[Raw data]

_ _ _ _ _ _ _

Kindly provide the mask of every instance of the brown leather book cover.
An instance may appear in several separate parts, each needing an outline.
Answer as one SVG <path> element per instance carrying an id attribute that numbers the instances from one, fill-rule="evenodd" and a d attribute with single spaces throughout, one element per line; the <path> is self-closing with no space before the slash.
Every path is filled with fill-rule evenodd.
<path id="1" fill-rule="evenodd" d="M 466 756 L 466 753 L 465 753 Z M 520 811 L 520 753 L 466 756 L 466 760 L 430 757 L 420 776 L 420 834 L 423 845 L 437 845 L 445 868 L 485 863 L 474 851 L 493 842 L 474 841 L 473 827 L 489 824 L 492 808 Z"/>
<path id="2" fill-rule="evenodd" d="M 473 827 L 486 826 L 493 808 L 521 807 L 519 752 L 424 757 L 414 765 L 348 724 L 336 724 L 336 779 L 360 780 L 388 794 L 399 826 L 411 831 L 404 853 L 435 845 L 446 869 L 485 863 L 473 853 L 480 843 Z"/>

_ _ _ _ _ _ _

Aim:
Recast the data above as a Markdown table with two columns, Row and Line, numbering each line and leaving out any blank lines.

Final result:
| Row | Line |
|---|---|
| 1 | Kindly provide the mask of every instance of the brown leather book cover. |
| 2 | An instance may appear in several separate parts, each needing an outline. |
| 3 | Answer as one SVG <path> element per instance carrying an id attribute that numbers the instances from one, fill-rule="evenodd" and a d attribute with single spaces throughout, one element per line; the <path> is self-closing with no space before the slash. |
| 4 | Every path is filled with fill-rule evenodd. |
| 5 | <path id="1" fill-rule="evenodd" d="M 466 756 L 466 753 L 465 753 Z M 520 811 L 520 753 L 466 756 L 466 760 L 430 757 L 420 776 L 420 834 L 423 845 L 437 845 L 445 868 L 485 863 L 474 851 L 493 842 L 474 841 L 473 827 L 489 824 L 492 808 Z"/> |
| 6 | <path id="2" fill-rule="evenodd" d="M 473 827 L 486 826 L 493 808 L 521 807 L 519 752 L 424 757 L 414 765 L 348 724 L 336 724 L 336 779 L 360 780 L 388 794 L 399 826 L 411 831 L 404 853 L 435 845 L 446 869 L 485 863 L 473 853 L 480 843 Z"/> |